> [Task]
Every line below must be given again exactly.

> [Record extracts]

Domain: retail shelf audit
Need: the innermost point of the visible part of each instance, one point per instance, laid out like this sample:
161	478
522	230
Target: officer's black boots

> [Reply]
Domain: retail shelf audit
Need: the innermost point of the visible part of each instance, one point per instance, laid out like this sample:
161	478
522	230
Target: officer's black boots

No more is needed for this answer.